= Beginning of Section =
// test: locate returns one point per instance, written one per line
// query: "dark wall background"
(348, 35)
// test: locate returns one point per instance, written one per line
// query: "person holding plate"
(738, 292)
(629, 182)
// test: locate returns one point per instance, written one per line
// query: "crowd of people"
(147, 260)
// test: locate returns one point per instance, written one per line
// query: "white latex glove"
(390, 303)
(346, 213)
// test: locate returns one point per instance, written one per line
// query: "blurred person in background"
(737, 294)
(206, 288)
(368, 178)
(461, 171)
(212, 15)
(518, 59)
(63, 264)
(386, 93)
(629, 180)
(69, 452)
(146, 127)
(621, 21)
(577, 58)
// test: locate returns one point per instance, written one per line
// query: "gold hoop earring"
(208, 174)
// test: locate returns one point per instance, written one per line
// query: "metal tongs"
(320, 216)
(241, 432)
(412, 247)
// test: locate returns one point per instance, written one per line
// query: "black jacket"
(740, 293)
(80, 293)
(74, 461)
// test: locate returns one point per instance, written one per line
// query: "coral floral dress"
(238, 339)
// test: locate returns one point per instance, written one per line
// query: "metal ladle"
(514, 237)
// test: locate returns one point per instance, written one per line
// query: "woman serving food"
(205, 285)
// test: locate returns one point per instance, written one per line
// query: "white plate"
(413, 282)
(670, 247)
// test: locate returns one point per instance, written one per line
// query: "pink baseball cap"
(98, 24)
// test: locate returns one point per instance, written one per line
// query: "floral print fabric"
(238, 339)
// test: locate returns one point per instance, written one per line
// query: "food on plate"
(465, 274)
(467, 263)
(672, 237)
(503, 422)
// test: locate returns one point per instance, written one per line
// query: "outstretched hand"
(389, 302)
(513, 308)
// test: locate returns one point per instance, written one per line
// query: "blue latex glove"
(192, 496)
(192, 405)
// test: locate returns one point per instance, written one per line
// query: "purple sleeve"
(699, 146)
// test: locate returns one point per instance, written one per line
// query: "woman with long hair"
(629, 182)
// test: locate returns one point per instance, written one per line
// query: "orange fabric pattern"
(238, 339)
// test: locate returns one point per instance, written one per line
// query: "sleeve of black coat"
= End of Section =
(About this task): The output should be the entire listing, exactly as it is.

(Solution to the exercise):
// test: locate returns one point per instance, written one per line
// query: "dark wall background"
(348, 35)
// test: locate returns one point per instance, written one per line
// query: "person holding plate"
(738, 292)
(629, 182)
// test: locate returns one point per instance, written one per line
// query: "crowd of people"
(147, 260)
// test: locate returns one point per instance, written one per line
// query: "white latex glove"
(390, 303)
(346, 213)
// test: locate returns one point per instance, written one per line
// query: "blurred person in background"
(737, 294)
(206, 288)
(368, 178)
(461, 171)
(212, 15)
(518, 59)
(63, 264)
(386, 93)
(629, 180)
(69, 452)
(146, 127)
(621, 21)
(577, 58)
// test: locate returns one point per instance, written one per line
// query: "gold hoop earring"
(208, 174)
// test: locate returns one point per instance, written one per line
// query: "metal tongs"
(320, 216)
(241, 432)
(412, 247)
// test: locate returns one point per instance, written one per line
// query: "black jacket"
(740, 293)
(80, 293)
(74, 461)
// test: locate returns one point per instance, written one per line
// query: "coral floral dress"
(238, 339)
// test: locate returns one point per instance, written one per line
// query: "metal ladle"
(514, 237)
// test: locate returns one point per instance, written one per line
// query: "woman serving food"
(205, 285)
// test: locate returns one point per instance, written one per line
// query: "white plate"
(413, 282)
(670, 247)
// test: locate returns one point per instance, written one per line
// query: "pink baseball cap"
(98, 24)
// test: locate returns one point per instance, written one per line
// query: "floral print fabric"
(238, 339)
// test: locate returns one point per instance, written one per line
// query: "food on plate"
(465, 274)
(467, 263)
(672, 237)
(503, 422)
// test: locate returns one point per instance, written one per line
// query: "outstretched hand"
(389, 302)
(513, 308)
// test: locate returns one point per instance, written one per line
// query: "blue latex glove"
(192, 496)
(192, 405)
// test: locate returns one point per instance, written one per line
// query: "purple sleeve"
(699, 146)
// test: locate returns one point per instance, written one per line
// query: "woman with long hair"
(629, 182)
// test: locate returns one point per instance, written one per line
// query: "orange fabric pattern"
(238, 339)
// test: locate returns one point per instance, written one per line
// query: "sleeve of black coat"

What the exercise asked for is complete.